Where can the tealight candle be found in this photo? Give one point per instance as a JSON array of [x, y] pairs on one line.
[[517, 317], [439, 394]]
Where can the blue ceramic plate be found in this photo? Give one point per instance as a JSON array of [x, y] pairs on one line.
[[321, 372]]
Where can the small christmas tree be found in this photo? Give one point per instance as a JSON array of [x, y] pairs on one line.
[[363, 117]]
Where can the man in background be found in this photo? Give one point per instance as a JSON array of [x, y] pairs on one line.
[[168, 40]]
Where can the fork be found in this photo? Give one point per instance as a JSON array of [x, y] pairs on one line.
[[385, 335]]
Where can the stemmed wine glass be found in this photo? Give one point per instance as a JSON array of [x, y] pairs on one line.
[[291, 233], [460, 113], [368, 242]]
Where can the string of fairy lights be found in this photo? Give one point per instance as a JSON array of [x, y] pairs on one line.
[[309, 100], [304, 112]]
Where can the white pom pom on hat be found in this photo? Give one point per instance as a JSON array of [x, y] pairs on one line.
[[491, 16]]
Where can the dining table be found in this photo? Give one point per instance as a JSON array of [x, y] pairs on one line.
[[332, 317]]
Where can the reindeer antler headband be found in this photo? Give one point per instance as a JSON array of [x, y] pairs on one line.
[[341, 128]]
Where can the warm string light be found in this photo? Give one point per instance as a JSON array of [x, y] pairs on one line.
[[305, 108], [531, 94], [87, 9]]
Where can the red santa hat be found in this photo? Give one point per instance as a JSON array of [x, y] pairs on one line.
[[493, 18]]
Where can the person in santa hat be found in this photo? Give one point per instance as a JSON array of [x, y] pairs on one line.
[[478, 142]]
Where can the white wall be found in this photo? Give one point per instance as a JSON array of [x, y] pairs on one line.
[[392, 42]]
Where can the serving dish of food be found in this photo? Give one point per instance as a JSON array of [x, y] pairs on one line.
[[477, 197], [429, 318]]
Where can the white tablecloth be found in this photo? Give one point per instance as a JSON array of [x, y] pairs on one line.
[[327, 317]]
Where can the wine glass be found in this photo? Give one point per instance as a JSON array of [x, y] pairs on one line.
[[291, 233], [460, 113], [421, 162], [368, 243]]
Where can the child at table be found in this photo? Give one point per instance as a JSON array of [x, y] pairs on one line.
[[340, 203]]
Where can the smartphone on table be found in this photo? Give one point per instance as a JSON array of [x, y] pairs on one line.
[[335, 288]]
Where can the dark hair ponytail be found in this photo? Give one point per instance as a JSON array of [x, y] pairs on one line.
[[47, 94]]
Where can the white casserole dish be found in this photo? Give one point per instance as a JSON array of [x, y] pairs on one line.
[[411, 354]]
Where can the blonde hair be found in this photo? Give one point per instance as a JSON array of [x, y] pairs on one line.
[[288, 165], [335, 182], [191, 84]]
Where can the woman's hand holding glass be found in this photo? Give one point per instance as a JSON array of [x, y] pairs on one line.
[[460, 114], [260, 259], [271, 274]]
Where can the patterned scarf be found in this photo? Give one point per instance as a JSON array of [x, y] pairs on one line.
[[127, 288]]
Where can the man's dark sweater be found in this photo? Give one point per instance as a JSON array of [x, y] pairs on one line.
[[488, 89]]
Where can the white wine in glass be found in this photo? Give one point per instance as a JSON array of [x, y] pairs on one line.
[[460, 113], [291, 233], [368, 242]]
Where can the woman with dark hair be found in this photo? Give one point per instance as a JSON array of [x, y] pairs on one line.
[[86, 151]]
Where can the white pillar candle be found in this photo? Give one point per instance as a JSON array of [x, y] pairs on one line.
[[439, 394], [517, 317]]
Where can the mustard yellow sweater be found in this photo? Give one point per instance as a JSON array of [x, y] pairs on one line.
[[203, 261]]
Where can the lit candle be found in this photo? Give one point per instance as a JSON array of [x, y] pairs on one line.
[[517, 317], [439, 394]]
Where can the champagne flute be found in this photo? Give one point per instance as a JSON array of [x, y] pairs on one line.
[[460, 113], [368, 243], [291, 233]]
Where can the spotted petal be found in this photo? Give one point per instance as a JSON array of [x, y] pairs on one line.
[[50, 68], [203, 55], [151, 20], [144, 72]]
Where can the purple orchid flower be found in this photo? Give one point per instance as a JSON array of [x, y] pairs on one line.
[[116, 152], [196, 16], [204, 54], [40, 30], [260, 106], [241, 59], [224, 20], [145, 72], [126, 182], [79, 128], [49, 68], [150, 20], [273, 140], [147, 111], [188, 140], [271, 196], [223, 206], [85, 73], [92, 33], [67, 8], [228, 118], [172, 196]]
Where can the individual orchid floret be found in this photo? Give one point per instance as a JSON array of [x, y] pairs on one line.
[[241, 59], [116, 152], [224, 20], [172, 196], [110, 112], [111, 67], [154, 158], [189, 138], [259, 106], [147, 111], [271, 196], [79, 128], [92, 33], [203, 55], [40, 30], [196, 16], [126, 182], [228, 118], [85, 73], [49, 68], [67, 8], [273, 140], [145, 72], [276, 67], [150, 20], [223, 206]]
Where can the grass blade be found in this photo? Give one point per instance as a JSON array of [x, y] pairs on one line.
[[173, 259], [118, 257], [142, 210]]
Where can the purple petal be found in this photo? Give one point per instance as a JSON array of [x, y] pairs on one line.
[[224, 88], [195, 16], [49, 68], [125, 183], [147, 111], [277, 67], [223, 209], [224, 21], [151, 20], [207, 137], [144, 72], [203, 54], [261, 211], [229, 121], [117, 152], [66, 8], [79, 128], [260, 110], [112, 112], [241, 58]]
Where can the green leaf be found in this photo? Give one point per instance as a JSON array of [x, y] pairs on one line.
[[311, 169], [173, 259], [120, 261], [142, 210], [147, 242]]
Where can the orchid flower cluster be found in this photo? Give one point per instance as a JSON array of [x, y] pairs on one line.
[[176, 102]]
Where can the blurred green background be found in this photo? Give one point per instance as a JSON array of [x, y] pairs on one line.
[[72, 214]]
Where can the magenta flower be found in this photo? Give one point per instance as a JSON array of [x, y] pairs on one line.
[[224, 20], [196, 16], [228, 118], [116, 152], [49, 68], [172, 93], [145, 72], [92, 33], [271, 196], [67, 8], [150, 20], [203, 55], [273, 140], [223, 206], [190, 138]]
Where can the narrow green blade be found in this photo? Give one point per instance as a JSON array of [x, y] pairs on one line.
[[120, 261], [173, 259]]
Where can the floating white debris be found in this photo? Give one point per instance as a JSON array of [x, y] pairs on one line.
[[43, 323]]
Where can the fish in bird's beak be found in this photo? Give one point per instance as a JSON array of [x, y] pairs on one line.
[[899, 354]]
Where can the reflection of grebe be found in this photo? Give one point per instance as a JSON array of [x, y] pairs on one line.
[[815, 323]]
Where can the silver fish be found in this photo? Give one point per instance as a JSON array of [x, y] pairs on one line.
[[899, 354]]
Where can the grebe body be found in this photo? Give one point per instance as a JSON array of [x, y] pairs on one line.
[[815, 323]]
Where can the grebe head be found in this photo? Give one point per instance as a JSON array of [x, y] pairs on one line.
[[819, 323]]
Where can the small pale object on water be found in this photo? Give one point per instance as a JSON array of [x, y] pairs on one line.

▶ **Required work**:
Quote all of the lines above verbatim.

▶ **Solution for this exercise**:
Where can the tealight candle be found in this photo? Give one point per instance as a JSON array of [x, y] pairs on one line.
[[517, 317], [439, 394]]
Where can the blue ceramic plate be found in this photo? Give one point per instance as a JSON array of [x, y] pairs on one line.
[[321, 372]]
Where can the small christmas tree be found in this photo? Give one point per instance as a JSON array of [x, y] pairs on one line.
[[363, 117]]
Where can the man in background be found in this photo? Give one point per instance as a JSON array of [x, y] pairs on one line.
[[168, 40]]
Where can the fork be found in this photo? Give one point per instance as a JSON array of [x, y] pairs on one line.
[[385, 335]]
Where can the stemmed wine glass be found in this photo? Give one point per instance as a JSON array of [x, y] pairs on one line.
[[291, 233], [460, 113], [368, 242]]
Where can the string of fairy lights be found in this photo? Give one point per instance as a JSON array of [x, y] pairs on one line.
[[309, 100], [304, 112]]
Where can the white pom pom on hat be found in this photo? Give one point per instance as a JSON array of [x, y] pairs on one line.
[[491, 16]]
Where can the dining table be found in this photo? Give one point per instance as a JSON array of [x, y] pairs on one line.
[[332, 317]]
Where can the reindeer antler headband be found in this photo? Give one point per instance as a JSON array of [x, y] pairs on one line.
[[341, 128]]
Where can the warm string light be found in this photo? Give one point per instance as a JSON array of [x, y] pairs on one line.
[[305, 108], [531, 94], [87, 9]]
Where can the red santa hat be found in this photo? Give one point per instance as a JSON array of [x, y] pairs on one line.
[[493, 18]]
Where can the person in santa hat be found in this photo? Give one point per instance as a JSON array of [x, y] pairs on one line.
[[478, 142]]
Where can the white wall be found in this photo? Give one point per instance as a JSON array of [x, y] pairs on one line.
[[392, 42]]
Where can the serving dish of food be found in this photo? Give one point per instance as a JSON array of [x, y] pairs on one line.
[[477, 197], [429, 318]]
Where can the white tablecloth be found in this photo? Give one point per instance as a JSON array of [x, y] pairs on one line.
[[327, 317]]
Where can the wine glass be found in this photo? Give one point per instance as a JSON array of [x, y] pairs on one line.
[[291, 233], [460, 113], [421, 162], [368, 243]]
Where can the child at table be found in this photo? Give one point per instance as a JSON array of [x, y] pairs on one line.
[[340, 203]]
Where can the smartphone on table be found in this photo? Give one point per instance as a JSON array of [x, y] pairs on one line.
[[335, 288]]
Where can the dark hair ponytail be found in this photo? Give one point per instance as a JSON array of [x, y] pairs on one line.
[[47, 94]]
Where can the white casserole dish be found in this photo? Give one point per instance as a JSON array of [x, y] pairs on one line.
[[411, 354]]
Where can the blonde hair be found in this photo? Give one point per instance as a JSON array of [x, y] pairs on one line.
[[288, 165], [335, 182], [191, 84]]
Where can the woman's hand holding glass be found in this photo? Give one point per instance as a JSON array of [x, y] pairs on one line.
[[460, 114], [260, 259], [271, 274]]
Where can the patterned scarf be found in this photo? Give one point per instance as a JSON array of [x, y] pairs on one line.
[[127, 288]]
Where can the man's dark sweater be found in this photo? Give one point per instance as a JSON array of [x, y] pairs on one line.
[[488, 89]]
Where can the white wine in glass be found in this photo? Give one point per instance as a JSON array of [x, y] pairs on one line.
[[460, 113], [291, 233], [368, 242]]
Where can the woman with dark hair be found in this photo? Give one point per instance as a JSON array of [x, y] pairs on one line.
[[86, 151]]
Where can the white pillar candle be found in this photo? Give one point per instance as a JSON array of [x, y] pairs on one line.
[[439, 394], [517, 317]]
Where can the mustard yellow sweater be found in this photo? Give one point per instance as a JSON array of [x, y] pairs on one line.
[[203, 261]]
Where can the lit candle be found in this photo? Give one point per instance as a JSON array of [x, y] pairs on one line.
[[517, 317], [439, 394]]
Where can the champagne flute be found in this photo? Give one point per instance as a JSON array of [x, y] pairs on one line.
[[460, 113], [368, 243], [291, 233]]
Where can the spotted petal be found in this photo? Give one point per instance as a JSON array of [x, y] pairs on one line.
[[50, 68], [203, 55], [151, 20], [144, 72]]
Where can the purple orchid flower be found in this photo? Give one point per instance as a JSON array of [x, y] pairs on one line.
[[116, 152], [196, 16], [204, 54], [40, 30], [260, 106], [241, 59], [224, 20], [145, 72], [126, 182], [79, 128], [49, 68], [150, 20], [273, 140], [147, 111], [188, 140], [271, 196], [223, 206], [85, 73], [92, 33], [67, 8], [228, 118], [172, 196]]
Where can the individual orchid floret be found in this photo? Give one point per instance as a JSON array of [x, y] pairs on one line.
[[241, 59], [116, 152], [224, 20], [172, 196], [110, 112], [111, 67], [154, 158], [189, 138], [259, 106], [147, 111], [271, 196], [79, 128], [92, 33], [203, 55], [40, 30], [196, 16], [126, 182], [228, 118], [85, 73], [49, 68], [67, 8], [273, 140], [145, 72], [276, 67], [150, 20], [223, 206]]
Where can the grass blade be found in this photo? Give one point per instance as a JSON array of [x, y] pairs on one line.
[[173, 259], [118, 257], [142, 210]]
Where can the purple petal be found in this photo? Give one point per instance as a JSON array of [x, y] pairs on one line.
[[224, 88], [195, 16], [49, 68], [125, 183], [147, 111], [277, 67], [223, 209], [224, 21], [151, 20], [207, 137], [144, 72], [203, 54], [261, 211], [229, 121], [117, 152], [66, 8], [79, 128], [260, 110], [112, 112], [241, 58]]
Where can the green leaf be found in this photo? Give one point per instance as a JSON array of [x, y] pairs on one line.
[[311, 169], [173, 259], [120, 261], [142, 210], [147, 242]]
Where can the orchid flower cluster be found in this photo? Give one point per instance as a JSON array of [x, y] pairs on one line.
[[176, 102]]
Where can the blurred green background be found in this photo? Give one point per instance as a JSON array of [x, y] pairs on one line.
[[72, 214]]
Where can the magenta flower be found in this photo? Give one point per instance as a JSON array of [x, y] pairs on one line.
[[224, 20], [196, 16], [228, 118], [116, 152], [49, 68], [172, 93], [145, 72], [92, 33], [271, 196], [67, 8], [150, 20], [203, 55], [273, 140], [223, 206], [190, 138]]
Where can the narrow green blade be found in this photo? Give one point per instance as a JSON array of [x, y] pairs on one line.
[[120, 261], [173, 259]]
Where can the floating white debris be found in this photo? Give one point per instance as a JSON array of [x, y] pairs on one line.
[[43, 323]]
Where can the fish in bird's beak be found in this photo? Give one point per instance as a JSON array of [x, y] pairs on one line.
[[899, 354]]
Where can the reflection of grebe be found in this photo? Give one point per instance as a JSON array of [x, y] pairs on one line.
[[815, 323]]
Where can the silver fish be found in this photo? Give one point per instance as a JSON array of [x, y] pairs on one line.
[[899, 354]]
Where can the grebe body be found in this photo? Give one point per instance as a JSON array of [x, y] pairs on one line.
[[815, 323]]
Where can the grebe head be found in this photo? Give one point per instance as a JSON array of [x, y] pairs on one line.
[[819, 323]]
Where can the small pale object on water be found in this photo? Give one point per instance as a JSON array of [x, y] pairs on one line.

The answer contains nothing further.